------ Record excerpts

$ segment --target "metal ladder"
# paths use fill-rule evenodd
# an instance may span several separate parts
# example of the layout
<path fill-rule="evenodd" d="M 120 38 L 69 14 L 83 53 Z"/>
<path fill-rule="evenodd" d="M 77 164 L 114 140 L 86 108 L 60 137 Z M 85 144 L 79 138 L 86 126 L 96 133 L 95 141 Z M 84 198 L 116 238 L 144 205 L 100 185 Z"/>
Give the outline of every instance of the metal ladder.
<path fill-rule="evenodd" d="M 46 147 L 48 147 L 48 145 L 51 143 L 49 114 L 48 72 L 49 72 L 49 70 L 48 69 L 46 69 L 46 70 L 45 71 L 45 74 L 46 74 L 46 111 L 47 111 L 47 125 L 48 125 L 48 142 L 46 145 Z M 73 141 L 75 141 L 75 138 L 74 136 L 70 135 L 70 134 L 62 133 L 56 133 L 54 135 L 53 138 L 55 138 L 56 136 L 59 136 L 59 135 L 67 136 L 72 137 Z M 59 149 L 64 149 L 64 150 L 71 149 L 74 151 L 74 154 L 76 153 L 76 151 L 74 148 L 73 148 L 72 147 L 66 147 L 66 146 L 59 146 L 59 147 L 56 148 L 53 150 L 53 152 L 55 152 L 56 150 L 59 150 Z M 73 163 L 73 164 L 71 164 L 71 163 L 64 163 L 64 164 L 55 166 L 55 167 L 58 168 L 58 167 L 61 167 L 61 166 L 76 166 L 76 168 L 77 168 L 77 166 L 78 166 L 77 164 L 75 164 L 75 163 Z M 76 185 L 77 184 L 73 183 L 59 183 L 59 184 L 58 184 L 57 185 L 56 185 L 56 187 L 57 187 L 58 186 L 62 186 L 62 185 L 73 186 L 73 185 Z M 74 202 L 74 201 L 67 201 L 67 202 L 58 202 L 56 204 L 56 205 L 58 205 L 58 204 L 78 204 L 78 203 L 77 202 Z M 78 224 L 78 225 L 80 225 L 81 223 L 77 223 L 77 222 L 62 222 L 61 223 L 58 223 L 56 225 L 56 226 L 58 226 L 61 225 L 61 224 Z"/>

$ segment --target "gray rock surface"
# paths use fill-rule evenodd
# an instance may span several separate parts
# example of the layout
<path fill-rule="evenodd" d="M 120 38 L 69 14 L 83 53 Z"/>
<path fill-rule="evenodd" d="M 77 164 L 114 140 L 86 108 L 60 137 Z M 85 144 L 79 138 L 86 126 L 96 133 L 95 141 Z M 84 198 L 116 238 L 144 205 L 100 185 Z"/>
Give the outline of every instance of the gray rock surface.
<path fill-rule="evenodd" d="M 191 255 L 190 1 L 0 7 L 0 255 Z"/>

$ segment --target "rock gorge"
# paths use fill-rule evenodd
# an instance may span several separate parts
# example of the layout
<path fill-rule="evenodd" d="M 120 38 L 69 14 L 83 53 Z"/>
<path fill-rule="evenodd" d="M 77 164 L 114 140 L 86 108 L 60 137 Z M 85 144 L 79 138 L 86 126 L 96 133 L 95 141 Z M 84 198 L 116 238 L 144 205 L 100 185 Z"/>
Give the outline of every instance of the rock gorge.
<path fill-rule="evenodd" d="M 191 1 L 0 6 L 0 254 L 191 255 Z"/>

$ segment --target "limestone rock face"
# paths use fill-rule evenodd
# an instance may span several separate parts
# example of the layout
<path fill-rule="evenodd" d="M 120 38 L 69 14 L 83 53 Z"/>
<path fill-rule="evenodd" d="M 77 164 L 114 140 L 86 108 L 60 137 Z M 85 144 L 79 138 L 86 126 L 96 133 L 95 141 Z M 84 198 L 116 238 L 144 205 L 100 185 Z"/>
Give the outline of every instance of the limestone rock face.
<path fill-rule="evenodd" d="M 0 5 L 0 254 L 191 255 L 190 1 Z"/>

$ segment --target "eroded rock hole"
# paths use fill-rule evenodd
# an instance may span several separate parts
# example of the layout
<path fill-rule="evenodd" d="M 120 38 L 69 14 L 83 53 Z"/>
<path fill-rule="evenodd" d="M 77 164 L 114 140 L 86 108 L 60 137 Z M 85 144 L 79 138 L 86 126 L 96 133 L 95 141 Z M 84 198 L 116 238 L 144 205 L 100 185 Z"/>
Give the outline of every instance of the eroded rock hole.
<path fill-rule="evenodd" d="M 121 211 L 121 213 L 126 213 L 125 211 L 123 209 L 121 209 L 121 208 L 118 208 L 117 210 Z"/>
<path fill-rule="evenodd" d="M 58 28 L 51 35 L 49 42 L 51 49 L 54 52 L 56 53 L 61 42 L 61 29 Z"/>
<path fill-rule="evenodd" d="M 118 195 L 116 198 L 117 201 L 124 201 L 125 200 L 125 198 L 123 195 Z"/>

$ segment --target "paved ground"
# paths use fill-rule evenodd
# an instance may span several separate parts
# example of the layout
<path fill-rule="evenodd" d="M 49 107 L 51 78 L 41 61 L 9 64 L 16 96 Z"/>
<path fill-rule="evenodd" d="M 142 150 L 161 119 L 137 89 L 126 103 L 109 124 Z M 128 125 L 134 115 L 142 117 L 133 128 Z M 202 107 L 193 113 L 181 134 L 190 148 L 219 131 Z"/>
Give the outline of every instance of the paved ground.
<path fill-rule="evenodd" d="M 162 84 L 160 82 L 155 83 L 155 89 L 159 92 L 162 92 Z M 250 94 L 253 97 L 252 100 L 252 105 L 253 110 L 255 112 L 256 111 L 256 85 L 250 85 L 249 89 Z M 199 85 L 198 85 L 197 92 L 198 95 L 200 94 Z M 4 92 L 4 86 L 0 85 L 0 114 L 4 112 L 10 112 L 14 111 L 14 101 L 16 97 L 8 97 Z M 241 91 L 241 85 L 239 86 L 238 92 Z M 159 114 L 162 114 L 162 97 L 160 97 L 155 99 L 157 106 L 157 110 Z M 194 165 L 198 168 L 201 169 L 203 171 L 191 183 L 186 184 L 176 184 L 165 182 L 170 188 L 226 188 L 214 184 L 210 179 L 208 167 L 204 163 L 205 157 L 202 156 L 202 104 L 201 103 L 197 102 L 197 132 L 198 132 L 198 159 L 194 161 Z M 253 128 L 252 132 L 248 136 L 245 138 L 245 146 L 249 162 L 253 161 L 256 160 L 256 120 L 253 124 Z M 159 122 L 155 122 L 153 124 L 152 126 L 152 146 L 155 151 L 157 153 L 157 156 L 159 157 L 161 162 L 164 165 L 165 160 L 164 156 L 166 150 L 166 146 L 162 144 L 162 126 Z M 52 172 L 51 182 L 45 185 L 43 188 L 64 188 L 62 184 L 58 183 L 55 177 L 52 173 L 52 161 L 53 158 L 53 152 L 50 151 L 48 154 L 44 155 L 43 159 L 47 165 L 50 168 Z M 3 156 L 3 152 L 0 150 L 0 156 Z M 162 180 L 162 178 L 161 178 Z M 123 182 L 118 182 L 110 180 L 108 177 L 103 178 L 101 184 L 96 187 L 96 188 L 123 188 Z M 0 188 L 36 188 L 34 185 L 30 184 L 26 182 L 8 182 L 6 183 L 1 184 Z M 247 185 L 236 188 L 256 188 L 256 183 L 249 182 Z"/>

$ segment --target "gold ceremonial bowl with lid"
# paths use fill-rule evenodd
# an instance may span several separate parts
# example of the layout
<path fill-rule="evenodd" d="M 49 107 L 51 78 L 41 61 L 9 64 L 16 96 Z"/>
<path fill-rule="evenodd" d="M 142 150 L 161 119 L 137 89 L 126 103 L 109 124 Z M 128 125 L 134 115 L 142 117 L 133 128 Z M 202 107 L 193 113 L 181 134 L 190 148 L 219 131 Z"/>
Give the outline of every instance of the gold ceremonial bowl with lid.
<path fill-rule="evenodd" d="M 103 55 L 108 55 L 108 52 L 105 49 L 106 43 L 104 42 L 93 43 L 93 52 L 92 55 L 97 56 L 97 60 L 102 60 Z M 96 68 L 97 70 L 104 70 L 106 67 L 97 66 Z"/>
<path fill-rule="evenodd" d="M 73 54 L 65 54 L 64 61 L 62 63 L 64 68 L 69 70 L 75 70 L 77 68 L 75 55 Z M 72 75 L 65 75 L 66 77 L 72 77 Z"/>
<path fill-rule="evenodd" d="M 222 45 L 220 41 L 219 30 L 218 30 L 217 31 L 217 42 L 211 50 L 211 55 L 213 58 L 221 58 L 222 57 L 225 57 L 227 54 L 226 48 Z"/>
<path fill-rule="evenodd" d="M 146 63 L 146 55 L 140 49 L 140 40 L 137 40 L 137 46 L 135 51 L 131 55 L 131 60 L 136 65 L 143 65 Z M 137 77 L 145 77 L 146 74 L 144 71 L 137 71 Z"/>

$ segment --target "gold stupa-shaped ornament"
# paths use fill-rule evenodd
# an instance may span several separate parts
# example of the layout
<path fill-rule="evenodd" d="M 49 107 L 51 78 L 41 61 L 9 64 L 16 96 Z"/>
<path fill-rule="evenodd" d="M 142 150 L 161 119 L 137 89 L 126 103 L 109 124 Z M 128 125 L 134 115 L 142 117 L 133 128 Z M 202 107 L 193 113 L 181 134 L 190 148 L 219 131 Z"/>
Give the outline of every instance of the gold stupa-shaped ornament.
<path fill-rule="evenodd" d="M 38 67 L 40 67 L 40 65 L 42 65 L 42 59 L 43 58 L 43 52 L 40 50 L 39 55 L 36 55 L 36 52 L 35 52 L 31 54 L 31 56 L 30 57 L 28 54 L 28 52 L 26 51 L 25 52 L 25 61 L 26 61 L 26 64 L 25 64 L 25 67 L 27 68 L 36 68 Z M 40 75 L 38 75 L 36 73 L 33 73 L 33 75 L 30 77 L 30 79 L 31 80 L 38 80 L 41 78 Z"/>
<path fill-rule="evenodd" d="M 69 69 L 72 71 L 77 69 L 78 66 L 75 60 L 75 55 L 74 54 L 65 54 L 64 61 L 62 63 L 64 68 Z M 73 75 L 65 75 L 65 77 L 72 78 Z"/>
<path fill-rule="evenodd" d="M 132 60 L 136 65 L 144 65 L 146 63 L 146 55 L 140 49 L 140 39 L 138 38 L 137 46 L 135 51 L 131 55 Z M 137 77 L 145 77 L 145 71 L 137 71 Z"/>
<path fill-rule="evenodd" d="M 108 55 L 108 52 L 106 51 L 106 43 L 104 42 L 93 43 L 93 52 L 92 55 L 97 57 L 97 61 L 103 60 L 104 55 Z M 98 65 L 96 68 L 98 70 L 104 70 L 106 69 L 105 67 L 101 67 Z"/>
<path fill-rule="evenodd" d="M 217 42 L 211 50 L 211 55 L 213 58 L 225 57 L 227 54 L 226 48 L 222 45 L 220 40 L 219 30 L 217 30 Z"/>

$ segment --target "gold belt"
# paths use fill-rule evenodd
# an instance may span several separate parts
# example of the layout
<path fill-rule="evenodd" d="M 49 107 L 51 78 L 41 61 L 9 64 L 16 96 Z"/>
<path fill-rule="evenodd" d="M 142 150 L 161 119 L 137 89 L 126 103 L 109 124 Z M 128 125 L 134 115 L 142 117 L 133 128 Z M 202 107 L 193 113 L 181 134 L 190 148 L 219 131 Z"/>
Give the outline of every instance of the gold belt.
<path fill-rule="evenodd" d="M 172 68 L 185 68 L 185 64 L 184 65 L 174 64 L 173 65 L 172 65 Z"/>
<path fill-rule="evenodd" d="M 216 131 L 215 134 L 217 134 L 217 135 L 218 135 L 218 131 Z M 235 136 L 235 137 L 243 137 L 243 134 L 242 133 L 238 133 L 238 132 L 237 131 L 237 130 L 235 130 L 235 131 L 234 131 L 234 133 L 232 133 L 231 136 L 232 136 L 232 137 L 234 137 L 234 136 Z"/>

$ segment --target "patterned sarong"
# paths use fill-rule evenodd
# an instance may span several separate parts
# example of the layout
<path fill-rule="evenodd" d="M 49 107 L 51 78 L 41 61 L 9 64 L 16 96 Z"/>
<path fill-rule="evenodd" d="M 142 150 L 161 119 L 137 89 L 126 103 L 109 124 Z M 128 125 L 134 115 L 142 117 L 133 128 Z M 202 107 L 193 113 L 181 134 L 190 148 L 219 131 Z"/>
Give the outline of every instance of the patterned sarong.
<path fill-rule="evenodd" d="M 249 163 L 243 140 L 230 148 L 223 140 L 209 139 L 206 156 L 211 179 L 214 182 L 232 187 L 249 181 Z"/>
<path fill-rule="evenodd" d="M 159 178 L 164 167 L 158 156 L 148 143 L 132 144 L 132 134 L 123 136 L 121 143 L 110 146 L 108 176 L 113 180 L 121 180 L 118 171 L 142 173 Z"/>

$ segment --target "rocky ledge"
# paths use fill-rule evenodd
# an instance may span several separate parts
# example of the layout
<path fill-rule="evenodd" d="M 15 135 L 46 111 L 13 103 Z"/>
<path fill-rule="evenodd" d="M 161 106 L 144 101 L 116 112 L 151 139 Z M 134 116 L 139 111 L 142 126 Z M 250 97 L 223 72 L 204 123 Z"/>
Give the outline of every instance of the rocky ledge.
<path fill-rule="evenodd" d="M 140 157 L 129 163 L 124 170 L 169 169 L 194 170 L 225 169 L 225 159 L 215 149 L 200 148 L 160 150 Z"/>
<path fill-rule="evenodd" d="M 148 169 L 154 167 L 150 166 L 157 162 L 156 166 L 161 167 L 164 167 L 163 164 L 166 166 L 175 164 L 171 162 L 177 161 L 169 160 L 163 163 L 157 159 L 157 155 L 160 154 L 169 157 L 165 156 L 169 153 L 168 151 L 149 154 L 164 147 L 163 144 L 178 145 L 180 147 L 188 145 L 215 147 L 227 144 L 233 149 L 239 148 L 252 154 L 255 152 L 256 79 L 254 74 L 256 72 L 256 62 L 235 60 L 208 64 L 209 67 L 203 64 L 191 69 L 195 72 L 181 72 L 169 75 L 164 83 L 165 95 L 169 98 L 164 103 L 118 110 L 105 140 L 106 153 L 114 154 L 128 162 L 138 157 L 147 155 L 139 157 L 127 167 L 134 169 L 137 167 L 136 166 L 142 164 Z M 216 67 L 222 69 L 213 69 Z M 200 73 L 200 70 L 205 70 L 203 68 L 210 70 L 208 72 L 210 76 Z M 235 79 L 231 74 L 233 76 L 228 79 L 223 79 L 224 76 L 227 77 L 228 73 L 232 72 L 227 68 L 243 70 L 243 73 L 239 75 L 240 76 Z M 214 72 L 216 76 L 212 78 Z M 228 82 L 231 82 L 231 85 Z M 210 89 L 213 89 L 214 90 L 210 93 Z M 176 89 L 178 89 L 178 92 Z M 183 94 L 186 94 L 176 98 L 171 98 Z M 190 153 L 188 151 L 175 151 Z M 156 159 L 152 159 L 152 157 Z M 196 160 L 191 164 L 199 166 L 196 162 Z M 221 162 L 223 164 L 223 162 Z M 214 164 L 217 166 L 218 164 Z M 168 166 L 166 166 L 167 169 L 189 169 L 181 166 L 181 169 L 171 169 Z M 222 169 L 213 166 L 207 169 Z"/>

------------

§ What the exercise asks:
Extract every line of the records that contains the string "ornament", treating uppercase and lowercase as different.

§ Output:
$ segment --target "gold stupa-shaped ornament"
Give the outline of every instance of the gold stupa-shaped ornament.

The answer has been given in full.